Set problem:
Set out everything from the line containing "the wooden plank" down to the end of the entries as a numbered list, one line per item, skipping any blank lines.

══ Provided information

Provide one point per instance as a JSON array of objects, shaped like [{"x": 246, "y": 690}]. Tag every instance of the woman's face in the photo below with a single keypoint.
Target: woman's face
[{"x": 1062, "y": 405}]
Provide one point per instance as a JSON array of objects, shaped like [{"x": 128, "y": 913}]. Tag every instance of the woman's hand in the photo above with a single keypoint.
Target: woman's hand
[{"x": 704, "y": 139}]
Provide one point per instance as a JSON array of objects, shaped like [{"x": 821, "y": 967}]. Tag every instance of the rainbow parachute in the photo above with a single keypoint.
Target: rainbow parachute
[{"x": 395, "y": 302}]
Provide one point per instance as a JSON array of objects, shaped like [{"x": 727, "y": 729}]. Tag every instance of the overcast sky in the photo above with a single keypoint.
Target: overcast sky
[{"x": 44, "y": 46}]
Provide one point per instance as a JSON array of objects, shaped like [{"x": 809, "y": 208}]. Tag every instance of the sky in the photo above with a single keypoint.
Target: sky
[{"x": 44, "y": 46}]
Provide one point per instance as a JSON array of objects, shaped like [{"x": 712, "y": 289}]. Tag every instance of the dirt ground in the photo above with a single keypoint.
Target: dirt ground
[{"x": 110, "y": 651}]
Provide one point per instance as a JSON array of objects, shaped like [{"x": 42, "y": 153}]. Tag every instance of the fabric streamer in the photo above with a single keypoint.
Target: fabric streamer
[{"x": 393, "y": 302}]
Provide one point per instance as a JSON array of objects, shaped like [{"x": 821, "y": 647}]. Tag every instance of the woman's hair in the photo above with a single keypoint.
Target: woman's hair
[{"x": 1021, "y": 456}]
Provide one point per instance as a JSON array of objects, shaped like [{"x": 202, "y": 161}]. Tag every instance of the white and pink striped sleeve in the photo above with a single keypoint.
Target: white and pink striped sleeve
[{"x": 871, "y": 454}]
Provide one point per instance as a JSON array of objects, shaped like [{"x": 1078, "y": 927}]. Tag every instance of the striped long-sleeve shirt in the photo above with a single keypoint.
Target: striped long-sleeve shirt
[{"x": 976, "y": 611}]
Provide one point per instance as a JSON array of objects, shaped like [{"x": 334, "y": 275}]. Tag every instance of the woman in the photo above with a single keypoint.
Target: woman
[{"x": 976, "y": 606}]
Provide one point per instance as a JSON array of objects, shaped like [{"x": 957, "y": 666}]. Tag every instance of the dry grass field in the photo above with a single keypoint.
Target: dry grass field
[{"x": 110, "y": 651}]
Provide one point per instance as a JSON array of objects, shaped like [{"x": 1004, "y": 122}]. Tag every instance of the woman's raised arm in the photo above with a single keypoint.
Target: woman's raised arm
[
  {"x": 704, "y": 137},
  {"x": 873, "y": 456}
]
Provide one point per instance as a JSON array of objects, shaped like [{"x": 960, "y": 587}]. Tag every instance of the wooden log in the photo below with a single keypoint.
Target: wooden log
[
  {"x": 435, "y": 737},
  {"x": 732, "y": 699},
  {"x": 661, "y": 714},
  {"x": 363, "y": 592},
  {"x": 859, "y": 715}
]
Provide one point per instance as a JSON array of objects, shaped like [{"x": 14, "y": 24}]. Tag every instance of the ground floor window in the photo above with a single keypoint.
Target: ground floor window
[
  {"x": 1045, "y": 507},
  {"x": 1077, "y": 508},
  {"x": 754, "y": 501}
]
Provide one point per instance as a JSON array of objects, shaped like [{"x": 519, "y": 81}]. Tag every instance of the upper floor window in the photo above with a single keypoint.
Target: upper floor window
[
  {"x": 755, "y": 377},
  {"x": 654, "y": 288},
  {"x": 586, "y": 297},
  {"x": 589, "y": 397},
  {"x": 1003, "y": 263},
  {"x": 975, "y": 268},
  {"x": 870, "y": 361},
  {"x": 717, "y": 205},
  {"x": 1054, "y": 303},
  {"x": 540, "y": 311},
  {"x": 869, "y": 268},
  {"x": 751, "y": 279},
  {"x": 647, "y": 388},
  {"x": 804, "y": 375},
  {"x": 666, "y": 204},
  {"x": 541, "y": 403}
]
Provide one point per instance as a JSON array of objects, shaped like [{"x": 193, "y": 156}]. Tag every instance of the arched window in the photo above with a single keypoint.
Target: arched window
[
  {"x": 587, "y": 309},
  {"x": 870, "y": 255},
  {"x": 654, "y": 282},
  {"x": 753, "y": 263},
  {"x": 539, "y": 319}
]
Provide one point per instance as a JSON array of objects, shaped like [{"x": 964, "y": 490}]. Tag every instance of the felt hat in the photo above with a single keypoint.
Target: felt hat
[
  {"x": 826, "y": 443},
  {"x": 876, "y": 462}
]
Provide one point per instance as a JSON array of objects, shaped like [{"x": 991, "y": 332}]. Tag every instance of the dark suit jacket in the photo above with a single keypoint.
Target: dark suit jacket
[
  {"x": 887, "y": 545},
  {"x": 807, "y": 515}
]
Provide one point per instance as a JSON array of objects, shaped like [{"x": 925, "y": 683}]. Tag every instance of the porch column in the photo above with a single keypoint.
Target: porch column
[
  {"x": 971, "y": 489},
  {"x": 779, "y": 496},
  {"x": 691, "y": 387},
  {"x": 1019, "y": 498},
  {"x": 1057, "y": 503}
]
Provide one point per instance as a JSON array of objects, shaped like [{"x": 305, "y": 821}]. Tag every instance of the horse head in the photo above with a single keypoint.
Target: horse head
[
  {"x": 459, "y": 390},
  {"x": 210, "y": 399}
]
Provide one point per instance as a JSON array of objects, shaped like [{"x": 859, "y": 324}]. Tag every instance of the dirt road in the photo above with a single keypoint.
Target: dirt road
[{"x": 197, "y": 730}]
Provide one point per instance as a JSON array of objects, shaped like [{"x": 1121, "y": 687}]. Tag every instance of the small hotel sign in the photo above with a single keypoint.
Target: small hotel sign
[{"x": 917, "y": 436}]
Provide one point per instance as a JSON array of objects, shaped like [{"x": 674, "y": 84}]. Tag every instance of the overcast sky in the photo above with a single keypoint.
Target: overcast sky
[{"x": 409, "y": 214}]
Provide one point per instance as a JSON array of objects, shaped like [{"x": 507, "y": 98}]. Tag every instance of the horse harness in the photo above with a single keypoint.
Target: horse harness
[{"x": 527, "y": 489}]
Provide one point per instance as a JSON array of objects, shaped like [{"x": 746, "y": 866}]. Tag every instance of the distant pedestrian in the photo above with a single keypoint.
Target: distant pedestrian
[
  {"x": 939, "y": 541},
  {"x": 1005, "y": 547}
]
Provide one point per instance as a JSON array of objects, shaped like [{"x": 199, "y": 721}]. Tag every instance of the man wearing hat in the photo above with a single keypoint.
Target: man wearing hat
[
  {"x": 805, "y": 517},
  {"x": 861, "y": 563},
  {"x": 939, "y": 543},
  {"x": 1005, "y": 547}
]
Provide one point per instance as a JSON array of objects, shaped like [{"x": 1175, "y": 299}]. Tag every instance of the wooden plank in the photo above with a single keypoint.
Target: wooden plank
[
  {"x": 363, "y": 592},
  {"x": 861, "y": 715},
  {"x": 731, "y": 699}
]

════

Answer to this task:
1. Provide one point per instance as a JSON array of objects, shaped like [{"x": 1175, "y": 299}]. Tag every instance of the wooden plank in the photo above with a single keypoint.
2. Target: wooden plank
3. [
4.   {"x": 363, "y": 592},
5.   {"x": 861, "y": 715},
6.   {"x": 731, "y": 699}
7. ]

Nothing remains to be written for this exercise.